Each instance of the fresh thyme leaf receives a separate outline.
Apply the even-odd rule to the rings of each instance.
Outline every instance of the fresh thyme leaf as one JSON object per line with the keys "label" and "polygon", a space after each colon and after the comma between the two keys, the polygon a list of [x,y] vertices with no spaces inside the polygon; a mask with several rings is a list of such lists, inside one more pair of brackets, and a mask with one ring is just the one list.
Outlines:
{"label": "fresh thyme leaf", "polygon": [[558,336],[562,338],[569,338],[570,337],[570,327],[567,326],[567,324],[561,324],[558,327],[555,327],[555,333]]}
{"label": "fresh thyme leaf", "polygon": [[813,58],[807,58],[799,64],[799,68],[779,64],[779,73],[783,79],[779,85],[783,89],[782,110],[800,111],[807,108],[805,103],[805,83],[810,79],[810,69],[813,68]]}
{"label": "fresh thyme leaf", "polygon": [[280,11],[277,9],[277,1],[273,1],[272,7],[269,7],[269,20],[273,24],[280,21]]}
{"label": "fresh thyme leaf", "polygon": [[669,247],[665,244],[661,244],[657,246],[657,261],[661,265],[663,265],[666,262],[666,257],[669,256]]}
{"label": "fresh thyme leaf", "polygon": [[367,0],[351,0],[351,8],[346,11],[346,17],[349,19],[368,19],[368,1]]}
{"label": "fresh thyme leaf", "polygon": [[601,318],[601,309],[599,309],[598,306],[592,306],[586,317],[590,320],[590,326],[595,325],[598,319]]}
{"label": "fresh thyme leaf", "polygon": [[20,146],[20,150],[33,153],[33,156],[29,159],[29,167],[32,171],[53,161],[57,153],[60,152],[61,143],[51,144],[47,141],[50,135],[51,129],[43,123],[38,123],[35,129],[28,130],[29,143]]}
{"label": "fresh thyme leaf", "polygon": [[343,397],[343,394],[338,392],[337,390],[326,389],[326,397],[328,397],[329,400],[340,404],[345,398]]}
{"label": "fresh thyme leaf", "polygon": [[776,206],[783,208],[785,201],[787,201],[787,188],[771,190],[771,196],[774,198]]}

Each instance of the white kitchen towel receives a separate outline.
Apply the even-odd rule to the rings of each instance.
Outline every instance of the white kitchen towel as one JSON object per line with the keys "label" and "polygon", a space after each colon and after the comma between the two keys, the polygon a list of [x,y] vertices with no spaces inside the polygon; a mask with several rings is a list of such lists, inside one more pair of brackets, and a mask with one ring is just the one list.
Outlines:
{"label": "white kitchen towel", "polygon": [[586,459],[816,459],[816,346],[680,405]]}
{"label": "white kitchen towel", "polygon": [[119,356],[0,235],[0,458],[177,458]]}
# # # # #
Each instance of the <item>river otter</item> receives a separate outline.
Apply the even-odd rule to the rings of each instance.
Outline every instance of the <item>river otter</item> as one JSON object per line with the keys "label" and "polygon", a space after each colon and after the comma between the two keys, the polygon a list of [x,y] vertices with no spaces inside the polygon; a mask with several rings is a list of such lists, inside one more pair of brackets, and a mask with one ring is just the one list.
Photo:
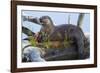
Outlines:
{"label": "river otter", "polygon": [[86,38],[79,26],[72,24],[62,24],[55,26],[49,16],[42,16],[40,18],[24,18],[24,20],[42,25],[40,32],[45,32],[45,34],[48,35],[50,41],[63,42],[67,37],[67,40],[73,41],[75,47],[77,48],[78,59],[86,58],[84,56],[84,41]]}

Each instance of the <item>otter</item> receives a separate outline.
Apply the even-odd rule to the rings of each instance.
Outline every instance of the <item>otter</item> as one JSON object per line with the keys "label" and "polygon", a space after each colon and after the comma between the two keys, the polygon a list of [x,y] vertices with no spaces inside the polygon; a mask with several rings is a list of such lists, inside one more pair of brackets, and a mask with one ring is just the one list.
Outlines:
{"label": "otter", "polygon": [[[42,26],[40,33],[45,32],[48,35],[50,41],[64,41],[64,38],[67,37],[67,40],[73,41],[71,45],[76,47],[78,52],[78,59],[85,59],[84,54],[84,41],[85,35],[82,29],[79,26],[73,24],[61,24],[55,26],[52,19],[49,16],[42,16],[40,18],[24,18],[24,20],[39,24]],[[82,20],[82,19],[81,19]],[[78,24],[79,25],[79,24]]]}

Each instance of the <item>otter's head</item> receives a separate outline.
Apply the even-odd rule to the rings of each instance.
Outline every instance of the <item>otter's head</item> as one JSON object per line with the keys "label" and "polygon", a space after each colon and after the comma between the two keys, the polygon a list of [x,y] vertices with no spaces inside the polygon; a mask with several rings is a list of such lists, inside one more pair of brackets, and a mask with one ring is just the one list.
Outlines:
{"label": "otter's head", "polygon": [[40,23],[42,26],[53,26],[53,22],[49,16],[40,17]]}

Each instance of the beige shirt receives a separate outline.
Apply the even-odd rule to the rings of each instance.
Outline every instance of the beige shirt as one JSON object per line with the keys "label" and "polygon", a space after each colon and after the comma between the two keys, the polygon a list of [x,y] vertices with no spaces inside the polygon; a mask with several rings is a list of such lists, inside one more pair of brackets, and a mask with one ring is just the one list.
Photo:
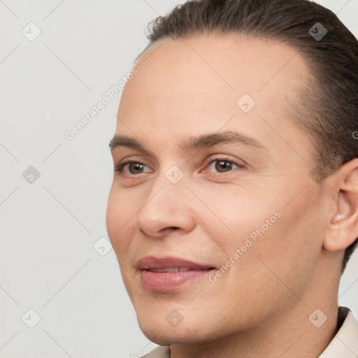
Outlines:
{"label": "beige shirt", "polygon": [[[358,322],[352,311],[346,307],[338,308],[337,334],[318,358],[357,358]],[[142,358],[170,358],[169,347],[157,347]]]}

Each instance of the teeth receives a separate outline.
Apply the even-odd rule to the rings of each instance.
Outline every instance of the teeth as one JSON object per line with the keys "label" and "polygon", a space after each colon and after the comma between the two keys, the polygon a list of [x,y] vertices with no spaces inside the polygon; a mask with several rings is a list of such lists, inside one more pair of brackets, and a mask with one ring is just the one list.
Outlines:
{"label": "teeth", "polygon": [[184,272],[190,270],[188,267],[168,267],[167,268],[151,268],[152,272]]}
# # # # #
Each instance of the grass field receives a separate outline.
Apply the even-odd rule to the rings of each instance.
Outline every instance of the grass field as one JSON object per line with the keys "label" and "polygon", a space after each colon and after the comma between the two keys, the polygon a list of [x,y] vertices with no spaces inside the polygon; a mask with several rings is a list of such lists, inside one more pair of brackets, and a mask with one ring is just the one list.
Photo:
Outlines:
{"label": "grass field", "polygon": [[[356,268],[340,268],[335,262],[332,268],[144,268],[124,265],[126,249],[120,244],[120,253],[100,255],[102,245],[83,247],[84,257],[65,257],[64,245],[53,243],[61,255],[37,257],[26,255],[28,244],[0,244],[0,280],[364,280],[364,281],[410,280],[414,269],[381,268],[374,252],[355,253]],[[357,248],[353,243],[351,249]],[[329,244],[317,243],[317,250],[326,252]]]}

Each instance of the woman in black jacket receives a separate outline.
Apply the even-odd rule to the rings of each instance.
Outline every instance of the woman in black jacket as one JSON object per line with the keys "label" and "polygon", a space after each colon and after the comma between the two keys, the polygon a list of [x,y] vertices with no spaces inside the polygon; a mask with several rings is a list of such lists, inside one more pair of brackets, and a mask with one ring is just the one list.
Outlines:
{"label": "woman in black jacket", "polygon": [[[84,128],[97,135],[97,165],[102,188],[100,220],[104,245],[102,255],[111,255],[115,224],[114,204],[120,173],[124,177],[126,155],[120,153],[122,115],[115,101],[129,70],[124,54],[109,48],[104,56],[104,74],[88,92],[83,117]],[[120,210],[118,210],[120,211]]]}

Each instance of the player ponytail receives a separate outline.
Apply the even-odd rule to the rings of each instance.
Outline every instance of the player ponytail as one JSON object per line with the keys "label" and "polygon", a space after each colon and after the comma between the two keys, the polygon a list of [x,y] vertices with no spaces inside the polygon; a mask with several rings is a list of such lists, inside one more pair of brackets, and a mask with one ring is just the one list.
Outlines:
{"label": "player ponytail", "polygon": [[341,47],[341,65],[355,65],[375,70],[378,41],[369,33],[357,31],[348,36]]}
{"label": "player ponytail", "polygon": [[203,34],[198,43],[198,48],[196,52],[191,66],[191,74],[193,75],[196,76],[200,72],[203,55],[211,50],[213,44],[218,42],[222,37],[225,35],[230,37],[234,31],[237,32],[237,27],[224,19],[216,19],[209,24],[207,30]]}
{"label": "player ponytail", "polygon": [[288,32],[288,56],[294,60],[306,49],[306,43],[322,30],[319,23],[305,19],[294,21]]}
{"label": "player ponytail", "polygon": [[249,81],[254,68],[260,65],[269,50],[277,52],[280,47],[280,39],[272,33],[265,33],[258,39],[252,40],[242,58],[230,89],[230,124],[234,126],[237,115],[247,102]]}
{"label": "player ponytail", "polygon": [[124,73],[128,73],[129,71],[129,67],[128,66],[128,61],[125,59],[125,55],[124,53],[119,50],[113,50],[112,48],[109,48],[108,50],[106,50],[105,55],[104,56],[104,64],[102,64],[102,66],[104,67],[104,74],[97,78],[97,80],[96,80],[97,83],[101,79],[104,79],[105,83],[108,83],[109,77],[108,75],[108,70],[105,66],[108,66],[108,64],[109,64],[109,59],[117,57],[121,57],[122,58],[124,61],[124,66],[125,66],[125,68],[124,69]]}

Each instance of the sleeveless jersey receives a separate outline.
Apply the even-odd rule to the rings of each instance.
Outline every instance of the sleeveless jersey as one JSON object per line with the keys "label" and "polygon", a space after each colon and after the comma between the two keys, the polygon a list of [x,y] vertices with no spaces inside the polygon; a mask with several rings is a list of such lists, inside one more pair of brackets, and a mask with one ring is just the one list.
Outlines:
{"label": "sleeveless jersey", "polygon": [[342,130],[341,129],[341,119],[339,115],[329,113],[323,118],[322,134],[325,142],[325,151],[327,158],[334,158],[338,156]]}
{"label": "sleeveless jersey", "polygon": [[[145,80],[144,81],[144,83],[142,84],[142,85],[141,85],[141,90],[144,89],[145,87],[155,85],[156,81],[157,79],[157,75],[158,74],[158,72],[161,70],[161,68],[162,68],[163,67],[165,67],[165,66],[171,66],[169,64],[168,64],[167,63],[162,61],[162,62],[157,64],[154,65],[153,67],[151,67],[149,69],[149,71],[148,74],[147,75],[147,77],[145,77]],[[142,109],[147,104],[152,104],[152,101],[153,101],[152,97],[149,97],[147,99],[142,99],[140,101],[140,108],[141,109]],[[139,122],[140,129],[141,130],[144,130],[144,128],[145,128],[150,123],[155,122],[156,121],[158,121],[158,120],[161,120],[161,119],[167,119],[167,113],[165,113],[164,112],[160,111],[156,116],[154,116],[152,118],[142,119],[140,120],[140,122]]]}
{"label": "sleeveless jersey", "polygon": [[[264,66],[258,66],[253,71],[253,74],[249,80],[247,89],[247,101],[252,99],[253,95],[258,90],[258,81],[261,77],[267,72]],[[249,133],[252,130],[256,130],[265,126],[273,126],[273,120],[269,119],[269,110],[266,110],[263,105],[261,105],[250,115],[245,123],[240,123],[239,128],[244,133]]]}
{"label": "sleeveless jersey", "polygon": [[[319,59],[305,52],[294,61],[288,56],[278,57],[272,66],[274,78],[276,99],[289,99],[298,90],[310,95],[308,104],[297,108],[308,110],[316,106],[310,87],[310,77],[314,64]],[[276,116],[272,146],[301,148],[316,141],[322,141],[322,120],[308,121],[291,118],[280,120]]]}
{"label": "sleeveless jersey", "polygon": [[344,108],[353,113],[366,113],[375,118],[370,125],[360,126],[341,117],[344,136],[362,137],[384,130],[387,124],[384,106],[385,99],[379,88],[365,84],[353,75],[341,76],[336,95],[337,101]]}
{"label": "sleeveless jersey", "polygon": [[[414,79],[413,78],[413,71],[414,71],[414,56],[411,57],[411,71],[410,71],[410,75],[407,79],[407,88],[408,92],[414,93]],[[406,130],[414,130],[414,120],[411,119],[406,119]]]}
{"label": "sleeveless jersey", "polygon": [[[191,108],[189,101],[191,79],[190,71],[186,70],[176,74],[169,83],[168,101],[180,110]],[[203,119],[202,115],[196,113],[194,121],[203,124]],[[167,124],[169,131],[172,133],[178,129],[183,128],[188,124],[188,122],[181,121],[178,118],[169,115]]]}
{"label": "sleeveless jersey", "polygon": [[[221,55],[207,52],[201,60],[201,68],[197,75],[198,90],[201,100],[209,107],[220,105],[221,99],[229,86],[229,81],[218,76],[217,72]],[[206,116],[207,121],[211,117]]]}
# # # # #
Please count the lines in the entries above that contain the string "item", treating uppercase and lowercase as different, and reply with that number alone.

◆ **FULL RESPONSE**
6